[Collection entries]
• • • • •

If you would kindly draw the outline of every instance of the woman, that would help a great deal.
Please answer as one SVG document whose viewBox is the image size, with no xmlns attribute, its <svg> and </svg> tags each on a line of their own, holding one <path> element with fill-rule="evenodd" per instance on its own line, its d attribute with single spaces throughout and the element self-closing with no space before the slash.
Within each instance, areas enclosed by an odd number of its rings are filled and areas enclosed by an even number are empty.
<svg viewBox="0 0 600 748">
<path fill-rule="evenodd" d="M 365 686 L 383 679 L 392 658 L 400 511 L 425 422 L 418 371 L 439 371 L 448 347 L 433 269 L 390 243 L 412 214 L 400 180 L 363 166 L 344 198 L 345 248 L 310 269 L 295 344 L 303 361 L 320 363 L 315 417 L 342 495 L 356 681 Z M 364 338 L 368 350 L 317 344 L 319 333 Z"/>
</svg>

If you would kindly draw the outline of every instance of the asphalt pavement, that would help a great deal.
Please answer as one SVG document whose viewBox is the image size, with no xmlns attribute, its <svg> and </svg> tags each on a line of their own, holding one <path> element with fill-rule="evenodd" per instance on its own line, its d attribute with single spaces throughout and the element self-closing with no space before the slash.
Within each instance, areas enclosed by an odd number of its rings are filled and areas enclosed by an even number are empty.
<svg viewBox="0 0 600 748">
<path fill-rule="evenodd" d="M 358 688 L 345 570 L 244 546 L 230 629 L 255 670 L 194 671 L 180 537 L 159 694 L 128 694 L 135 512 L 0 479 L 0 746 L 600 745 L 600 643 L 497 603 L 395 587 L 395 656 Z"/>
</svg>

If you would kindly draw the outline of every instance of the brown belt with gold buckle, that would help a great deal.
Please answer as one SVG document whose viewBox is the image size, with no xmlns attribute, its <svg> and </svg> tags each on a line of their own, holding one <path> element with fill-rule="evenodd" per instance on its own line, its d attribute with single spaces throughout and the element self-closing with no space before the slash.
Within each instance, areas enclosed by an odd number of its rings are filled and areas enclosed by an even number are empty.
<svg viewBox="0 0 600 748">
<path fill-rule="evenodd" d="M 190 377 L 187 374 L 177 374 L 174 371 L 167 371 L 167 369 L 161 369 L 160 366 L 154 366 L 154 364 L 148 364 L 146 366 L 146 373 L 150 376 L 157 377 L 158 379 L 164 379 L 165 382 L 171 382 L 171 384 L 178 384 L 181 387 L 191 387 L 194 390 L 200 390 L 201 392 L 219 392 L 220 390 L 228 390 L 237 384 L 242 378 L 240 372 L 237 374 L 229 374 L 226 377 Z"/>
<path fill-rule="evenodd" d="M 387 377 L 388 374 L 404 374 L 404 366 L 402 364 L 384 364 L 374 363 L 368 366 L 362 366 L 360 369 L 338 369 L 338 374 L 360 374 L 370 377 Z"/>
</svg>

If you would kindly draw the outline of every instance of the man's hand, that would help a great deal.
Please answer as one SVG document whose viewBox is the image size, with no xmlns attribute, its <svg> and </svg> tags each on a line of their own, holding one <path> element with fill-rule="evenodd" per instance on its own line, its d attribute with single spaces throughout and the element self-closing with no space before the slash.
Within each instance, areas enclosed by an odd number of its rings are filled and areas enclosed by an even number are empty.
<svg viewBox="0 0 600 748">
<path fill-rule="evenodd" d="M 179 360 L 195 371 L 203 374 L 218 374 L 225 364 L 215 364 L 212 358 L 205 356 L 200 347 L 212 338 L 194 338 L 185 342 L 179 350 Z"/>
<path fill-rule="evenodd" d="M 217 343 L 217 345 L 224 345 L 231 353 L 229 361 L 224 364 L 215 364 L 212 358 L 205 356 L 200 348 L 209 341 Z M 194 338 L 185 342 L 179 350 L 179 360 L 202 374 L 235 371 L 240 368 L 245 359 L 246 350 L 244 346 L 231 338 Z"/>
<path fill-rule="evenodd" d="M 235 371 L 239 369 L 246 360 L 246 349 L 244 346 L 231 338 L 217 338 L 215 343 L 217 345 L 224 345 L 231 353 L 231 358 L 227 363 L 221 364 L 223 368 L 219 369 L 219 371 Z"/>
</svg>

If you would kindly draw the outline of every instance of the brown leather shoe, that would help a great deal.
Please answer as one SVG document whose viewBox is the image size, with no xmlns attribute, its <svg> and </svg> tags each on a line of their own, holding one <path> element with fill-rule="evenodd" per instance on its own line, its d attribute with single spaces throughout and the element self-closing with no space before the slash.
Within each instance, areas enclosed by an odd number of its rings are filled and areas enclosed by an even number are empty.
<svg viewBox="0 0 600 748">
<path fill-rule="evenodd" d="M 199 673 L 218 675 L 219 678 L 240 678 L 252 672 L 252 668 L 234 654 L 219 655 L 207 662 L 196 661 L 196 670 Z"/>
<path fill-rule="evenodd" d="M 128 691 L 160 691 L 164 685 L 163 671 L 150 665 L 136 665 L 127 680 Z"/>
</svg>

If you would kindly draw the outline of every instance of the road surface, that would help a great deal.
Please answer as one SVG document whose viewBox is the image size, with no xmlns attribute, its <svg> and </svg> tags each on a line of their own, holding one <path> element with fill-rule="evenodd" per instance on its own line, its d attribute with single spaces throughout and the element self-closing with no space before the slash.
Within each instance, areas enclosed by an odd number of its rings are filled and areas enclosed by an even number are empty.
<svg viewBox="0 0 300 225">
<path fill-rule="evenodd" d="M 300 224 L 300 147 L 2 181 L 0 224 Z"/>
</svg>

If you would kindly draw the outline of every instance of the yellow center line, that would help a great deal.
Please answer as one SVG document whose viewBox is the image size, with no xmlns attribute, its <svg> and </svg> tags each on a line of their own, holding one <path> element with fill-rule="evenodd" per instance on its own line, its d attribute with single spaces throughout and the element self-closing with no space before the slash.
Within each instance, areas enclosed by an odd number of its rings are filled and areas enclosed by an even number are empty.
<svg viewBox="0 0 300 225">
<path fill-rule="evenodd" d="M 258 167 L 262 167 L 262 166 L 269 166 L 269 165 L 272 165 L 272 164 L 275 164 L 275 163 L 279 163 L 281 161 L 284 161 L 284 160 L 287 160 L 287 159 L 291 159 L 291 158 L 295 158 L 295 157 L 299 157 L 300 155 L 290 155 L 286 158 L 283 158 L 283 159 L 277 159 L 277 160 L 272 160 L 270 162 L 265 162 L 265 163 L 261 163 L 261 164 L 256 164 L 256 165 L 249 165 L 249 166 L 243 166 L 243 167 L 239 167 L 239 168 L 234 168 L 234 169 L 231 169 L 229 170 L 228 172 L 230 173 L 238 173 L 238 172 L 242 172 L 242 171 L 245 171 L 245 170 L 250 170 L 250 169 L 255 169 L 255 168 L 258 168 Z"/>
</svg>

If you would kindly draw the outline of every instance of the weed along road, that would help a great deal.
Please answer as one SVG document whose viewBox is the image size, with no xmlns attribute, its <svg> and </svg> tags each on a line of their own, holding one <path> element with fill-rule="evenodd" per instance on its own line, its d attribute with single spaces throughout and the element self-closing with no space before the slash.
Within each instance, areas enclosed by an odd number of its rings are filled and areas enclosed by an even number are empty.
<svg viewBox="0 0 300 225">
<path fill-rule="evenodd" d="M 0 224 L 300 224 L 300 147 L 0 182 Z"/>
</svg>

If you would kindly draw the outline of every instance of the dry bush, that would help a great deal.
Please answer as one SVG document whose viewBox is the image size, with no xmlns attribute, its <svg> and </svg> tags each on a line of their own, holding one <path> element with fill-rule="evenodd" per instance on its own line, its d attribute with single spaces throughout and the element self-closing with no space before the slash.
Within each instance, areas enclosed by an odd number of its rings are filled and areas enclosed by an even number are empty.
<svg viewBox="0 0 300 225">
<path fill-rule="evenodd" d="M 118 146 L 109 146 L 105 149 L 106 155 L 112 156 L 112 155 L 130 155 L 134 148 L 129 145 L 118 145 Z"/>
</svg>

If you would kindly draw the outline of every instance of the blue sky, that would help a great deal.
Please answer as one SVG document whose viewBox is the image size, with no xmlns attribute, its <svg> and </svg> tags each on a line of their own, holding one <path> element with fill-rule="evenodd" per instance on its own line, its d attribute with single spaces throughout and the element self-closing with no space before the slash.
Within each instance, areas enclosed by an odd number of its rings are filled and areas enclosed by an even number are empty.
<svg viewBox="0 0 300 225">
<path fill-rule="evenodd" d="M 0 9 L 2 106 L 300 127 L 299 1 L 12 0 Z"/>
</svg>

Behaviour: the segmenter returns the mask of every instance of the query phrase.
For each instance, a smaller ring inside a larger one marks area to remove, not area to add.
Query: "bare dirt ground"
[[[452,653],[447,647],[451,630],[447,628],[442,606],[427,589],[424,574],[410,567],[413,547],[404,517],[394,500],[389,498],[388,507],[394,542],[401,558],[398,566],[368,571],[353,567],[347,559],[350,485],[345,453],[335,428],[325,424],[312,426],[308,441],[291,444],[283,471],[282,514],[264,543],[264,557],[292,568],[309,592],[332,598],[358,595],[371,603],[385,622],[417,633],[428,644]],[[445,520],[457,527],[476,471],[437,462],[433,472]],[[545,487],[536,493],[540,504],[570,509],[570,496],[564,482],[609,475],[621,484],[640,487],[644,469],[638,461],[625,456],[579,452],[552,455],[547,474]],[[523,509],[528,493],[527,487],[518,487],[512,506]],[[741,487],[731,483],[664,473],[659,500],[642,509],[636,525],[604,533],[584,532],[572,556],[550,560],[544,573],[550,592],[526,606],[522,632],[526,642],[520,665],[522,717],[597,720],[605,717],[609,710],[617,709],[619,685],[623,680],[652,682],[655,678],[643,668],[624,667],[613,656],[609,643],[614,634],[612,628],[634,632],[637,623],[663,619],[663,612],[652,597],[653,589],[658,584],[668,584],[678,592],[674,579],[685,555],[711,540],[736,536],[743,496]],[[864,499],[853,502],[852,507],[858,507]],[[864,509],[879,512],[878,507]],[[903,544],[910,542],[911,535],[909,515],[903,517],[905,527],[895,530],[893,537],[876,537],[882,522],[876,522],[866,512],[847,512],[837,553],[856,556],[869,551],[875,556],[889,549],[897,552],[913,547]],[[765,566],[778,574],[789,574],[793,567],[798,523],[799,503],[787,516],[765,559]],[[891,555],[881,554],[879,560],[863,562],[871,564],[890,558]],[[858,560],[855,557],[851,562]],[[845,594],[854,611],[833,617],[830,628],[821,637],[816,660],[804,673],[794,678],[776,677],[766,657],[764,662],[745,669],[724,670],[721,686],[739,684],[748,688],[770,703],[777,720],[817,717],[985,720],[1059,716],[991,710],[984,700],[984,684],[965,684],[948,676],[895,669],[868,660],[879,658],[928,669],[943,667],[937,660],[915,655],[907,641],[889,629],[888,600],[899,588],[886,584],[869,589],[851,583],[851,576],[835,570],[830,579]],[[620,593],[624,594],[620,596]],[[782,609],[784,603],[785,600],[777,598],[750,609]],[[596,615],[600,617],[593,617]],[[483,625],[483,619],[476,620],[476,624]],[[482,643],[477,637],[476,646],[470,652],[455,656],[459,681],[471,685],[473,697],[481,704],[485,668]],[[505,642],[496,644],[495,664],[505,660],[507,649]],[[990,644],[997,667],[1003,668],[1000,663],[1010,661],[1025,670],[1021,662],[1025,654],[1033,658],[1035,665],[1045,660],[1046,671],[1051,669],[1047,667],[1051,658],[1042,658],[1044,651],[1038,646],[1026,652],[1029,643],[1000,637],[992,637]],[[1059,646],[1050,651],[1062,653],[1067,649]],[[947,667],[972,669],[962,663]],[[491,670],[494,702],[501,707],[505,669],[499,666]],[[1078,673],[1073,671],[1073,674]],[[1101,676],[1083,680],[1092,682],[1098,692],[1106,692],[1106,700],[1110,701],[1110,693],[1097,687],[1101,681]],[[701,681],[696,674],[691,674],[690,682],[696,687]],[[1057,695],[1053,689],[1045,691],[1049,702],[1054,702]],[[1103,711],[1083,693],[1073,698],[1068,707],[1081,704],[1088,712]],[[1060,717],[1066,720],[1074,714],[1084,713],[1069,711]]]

• • • • •

| PROBLEM TO WORK ON |
Scan the entries above for the word "brown", then copy every line in which it occurs.

| YOUR RESPONSE |
If you would kindly draw the outline of every instance of the brown belt with gold buckle, that would help a great deal.
If you would kindly draw the outline of every instance of the brown leather shoe, that would help a great deal.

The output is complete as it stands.